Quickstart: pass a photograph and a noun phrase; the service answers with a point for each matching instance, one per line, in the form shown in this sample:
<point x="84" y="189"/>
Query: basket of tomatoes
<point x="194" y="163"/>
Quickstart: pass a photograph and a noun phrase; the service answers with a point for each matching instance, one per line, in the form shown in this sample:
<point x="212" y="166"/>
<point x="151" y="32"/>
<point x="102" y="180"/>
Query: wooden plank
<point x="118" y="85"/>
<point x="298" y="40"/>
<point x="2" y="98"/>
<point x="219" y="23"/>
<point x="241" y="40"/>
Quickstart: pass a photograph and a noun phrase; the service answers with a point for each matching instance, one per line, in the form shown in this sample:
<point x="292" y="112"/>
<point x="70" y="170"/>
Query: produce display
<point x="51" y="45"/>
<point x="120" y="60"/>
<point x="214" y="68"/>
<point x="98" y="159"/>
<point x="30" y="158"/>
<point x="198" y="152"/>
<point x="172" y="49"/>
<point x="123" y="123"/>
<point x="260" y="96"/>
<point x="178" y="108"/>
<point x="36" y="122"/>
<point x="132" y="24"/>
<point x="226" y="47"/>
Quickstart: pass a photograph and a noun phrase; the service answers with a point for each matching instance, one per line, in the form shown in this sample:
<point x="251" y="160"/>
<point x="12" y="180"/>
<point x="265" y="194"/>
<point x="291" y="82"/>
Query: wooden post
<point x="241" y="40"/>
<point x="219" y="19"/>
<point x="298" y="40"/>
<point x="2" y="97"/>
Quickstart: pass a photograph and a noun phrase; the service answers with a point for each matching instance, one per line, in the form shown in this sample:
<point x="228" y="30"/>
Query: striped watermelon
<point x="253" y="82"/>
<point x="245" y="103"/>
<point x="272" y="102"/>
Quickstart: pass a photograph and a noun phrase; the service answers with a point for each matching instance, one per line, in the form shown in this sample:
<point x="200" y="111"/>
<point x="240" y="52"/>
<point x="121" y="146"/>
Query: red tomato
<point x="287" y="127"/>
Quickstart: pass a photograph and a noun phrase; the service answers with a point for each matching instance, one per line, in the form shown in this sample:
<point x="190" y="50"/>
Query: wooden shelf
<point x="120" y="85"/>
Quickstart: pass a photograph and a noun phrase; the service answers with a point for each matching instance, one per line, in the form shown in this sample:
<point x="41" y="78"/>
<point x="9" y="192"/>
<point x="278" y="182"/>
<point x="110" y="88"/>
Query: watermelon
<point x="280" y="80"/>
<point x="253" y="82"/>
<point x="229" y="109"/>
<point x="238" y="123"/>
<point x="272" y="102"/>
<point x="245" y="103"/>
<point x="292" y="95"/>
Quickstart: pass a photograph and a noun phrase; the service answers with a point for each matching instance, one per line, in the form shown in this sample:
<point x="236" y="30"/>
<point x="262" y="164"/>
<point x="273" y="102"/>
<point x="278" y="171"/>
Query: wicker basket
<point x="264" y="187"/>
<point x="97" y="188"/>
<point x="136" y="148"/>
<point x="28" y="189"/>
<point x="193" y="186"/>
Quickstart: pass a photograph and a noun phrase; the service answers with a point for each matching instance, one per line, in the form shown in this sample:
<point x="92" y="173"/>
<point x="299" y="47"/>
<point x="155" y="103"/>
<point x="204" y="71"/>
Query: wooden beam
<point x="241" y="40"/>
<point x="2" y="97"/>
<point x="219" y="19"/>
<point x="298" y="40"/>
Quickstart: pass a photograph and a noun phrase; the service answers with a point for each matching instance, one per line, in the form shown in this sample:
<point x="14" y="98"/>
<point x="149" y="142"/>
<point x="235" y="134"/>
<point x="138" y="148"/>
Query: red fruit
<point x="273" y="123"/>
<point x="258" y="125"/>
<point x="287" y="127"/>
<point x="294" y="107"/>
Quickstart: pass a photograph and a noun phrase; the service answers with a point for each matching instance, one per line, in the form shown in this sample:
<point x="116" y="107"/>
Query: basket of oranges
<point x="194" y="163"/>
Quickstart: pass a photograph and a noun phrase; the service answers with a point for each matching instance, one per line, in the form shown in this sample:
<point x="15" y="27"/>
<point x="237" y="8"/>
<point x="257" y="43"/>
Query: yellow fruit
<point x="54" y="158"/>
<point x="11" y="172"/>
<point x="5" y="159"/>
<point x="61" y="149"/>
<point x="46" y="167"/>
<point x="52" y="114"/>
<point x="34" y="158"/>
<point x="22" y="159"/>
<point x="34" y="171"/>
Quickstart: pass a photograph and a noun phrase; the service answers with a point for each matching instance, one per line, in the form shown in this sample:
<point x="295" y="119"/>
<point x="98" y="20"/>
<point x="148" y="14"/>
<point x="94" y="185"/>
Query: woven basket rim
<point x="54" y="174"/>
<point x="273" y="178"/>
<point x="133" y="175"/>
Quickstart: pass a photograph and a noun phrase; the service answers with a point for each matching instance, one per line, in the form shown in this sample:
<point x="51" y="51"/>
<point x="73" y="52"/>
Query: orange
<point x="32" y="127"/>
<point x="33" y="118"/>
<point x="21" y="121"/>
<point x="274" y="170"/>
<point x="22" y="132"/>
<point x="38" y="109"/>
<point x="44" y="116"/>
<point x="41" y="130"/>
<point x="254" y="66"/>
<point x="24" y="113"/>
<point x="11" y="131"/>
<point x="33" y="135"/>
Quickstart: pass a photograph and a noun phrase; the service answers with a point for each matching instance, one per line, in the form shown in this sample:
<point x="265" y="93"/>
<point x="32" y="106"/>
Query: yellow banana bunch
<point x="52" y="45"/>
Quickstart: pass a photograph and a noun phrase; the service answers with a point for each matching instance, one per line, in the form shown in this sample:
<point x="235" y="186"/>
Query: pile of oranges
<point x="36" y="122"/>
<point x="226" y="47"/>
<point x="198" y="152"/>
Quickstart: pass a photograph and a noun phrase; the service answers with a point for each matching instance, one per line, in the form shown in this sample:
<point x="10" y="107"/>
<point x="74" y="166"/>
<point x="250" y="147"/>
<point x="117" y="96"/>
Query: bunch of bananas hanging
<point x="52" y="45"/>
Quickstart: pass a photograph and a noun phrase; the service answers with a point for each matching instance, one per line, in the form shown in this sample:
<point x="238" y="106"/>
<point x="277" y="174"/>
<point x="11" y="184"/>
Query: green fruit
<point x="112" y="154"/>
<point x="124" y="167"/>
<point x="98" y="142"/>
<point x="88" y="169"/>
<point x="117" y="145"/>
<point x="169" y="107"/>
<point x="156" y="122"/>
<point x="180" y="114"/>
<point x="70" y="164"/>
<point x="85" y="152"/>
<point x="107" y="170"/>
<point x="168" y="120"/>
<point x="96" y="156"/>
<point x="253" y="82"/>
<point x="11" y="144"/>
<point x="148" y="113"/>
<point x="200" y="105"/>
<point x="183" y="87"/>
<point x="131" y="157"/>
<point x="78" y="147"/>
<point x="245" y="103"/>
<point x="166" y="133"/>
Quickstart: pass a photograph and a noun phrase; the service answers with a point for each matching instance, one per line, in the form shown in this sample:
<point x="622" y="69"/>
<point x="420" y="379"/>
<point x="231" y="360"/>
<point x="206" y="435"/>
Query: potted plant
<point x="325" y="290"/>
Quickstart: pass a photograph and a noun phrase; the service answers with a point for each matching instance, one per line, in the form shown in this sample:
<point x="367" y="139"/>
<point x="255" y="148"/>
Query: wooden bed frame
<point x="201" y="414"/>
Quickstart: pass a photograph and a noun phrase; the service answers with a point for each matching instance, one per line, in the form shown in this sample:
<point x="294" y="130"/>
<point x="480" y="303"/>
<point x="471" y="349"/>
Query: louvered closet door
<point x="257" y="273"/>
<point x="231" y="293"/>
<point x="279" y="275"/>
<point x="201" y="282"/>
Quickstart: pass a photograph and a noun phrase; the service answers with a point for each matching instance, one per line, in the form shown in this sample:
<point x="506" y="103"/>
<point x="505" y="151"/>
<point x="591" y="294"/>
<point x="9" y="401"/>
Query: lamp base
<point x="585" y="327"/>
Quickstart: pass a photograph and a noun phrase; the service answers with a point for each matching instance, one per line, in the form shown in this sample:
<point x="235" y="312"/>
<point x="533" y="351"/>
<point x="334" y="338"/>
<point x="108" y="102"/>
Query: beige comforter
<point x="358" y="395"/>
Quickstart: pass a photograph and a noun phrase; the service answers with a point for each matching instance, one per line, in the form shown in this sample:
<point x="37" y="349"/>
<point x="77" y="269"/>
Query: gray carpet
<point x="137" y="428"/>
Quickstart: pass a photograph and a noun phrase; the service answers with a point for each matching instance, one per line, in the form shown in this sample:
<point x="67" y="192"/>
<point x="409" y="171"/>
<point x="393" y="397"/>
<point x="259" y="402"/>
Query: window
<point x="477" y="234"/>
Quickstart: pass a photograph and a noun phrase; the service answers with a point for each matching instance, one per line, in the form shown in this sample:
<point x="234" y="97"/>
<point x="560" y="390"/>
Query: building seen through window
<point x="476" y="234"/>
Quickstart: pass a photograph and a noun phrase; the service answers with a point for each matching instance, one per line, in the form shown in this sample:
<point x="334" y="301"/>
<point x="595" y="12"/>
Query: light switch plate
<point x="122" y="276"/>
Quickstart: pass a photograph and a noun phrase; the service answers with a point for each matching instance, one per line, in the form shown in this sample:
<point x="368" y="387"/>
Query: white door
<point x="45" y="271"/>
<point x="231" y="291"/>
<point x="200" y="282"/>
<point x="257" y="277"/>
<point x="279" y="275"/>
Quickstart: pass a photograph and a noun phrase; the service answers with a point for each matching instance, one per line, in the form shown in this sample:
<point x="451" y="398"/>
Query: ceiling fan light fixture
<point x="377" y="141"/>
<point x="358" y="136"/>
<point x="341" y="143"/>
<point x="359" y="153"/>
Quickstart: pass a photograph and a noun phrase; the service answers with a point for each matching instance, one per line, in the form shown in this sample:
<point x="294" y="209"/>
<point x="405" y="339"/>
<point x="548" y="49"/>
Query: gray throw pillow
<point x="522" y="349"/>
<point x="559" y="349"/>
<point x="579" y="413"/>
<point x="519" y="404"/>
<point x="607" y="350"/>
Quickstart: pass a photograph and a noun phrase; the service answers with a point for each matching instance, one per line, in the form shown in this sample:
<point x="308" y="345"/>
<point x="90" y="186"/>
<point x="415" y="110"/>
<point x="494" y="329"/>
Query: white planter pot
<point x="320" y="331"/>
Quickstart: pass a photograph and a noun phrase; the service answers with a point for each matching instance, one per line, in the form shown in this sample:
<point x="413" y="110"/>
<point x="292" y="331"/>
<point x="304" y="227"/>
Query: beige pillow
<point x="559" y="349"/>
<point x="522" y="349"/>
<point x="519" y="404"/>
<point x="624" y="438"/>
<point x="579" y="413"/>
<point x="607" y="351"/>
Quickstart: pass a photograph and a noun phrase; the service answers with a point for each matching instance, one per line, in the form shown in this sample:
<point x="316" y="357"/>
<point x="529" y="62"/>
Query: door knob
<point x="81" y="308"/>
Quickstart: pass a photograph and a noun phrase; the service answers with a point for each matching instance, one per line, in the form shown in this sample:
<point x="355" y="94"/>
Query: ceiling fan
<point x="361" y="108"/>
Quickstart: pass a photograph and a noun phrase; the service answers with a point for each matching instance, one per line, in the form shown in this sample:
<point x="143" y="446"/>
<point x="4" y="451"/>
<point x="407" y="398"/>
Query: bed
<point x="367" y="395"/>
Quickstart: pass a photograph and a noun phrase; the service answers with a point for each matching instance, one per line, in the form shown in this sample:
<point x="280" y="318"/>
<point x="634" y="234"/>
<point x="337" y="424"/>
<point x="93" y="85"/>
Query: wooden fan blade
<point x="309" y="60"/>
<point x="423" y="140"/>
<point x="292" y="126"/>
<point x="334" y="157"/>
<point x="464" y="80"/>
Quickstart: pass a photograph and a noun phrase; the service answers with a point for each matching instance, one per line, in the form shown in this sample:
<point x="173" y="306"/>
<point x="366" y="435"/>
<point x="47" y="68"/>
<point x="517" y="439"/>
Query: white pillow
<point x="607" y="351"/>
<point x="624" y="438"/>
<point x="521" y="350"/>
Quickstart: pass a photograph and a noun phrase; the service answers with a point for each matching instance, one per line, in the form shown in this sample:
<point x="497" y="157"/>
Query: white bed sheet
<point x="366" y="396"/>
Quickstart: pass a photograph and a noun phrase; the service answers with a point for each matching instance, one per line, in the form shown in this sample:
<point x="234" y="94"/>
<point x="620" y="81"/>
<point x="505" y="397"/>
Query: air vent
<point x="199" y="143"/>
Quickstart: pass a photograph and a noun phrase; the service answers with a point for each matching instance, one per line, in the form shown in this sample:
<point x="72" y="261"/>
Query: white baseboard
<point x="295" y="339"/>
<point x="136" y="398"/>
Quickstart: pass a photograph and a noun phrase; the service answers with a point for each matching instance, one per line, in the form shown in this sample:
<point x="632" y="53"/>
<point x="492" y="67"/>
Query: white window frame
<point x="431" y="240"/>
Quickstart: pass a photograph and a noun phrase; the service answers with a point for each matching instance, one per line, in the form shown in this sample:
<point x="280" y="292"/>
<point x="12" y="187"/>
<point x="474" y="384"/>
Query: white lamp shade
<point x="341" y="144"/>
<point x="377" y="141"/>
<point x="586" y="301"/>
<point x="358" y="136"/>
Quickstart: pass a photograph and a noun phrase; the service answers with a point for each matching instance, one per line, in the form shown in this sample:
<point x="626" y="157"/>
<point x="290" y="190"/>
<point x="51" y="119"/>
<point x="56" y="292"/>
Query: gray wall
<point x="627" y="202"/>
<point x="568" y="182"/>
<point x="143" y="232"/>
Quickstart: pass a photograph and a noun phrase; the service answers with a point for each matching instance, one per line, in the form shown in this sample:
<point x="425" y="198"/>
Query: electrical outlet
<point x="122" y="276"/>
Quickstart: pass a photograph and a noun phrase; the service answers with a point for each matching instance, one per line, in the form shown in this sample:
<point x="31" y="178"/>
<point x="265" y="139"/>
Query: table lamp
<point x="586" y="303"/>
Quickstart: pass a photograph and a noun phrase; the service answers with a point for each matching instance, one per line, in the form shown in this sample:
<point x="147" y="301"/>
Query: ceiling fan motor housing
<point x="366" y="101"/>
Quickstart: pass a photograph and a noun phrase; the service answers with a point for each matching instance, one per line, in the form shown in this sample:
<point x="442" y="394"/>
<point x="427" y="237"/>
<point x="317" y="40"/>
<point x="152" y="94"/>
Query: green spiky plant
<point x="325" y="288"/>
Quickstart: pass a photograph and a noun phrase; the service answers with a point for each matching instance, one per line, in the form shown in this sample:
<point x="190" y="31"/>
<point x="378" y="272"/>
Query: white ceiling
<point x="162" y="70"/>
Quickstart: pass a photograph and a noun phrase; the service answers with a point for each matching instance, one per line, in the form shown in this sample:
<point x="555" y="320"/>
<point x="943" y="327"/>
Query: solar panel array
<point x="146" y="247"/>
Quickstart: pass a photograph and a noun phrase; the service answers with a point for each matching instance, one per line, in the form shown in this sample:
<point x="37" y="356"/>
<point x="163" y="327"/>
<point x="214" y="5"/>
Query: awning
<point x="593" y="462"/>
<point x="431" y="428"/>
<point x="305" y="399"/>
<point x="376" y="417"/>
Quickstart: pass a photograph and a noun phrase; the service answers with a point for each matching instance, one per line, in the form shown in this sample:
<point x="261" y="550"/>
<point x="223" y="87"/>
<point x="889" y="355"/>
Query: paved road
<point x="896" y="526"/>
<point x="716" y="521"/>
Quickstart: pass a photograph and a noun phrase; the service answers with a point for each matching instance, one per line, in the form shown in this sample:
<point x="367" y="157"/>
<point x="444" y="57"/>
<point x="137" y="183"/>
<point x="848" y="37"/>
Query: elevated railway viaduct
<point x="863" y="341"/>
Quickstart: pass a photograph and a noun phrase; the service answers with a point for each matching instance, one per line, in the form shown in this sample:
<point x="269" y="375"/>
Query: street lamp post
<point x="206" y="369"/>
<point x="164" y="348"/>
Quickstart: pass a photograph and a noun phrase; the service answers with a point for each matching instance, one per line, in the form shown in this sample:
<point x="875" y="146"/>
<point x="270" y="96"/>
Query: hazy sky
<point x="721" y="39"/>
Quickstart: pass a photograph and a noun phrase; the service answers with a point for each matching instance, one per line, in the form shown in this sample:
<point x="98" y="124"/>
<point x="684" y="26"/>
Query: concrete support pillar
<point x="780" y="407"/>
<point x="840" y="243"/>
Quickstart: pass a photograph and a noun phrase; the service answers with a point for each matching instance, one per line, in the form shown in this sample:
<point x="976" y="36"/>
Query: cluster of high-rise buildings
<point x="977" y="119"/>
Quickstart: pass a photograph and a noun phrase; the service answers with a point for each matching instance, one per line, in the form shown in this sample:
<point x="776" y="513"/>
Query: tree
------------------------------------------------------------
▶ [STATED TASK]
Extract every line of the data above that contains the string "watermelon". Matching is case-sensitive.

▶ [EXERCISE RESPONSE]
Query: striped watermelon
Query: watermelon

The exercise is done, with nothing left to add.